Passage to read:
####################

[sr-dev] [kamailio/kamailio] Kamailio freezes with DMQ and dialog (#2535)

pwakano notifications at github.com
Wed Oct 28 23:10:20 CET 2020


<!--
Kamailio Project uses GitHub Issues only for bugs in the code or feature requests. Please use this template only for bug reports.

If you have questions about using Kamailio or related to its configuration file, ask on sr-users mailing list:

  * http://lists.kamailio.org/cgi-bin/mailman/listinfo/sr-users

If you have questions about developing extensions to Kamailio or its existing C code, ask on sr-dev mailing list:

  * http://lists.kamailio.org/cgi-bin/mailman/listinfo/sr-dev

Please try to fill this template as much as possible for any issue. It helps the developers to troubleshoot the issue.

If there is no content to be filled in a section, the entire section can be removed.

You can delete the comments from the template sections when filling.

You can delete next line and everything above before submitting (it is a comment).
-->

### Description

When running a load test Kamailio eventually becames unresponsive and stops processing calls.
Kamilio is configured to use the DMQ replication for dialog and usrloc. Also the dialog keepalived is enabled.


### Troubleshooting

>From investigation, the problem happens faster and easier when there is some network degradation causing packet loss and/or retransmissions but even without any noticeable network issue the freeze eventually happens.

####################

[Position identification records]
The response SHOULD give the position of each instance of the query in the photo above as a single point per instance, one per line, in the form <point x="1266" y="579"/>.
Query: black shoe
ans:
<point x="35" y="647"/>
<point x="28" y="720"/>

####################

Problem description: In the Kamailio bug report, DMQ replication is configured for which two things? The records play no part in the work that comes next.

Task output: Dialog and usrloc.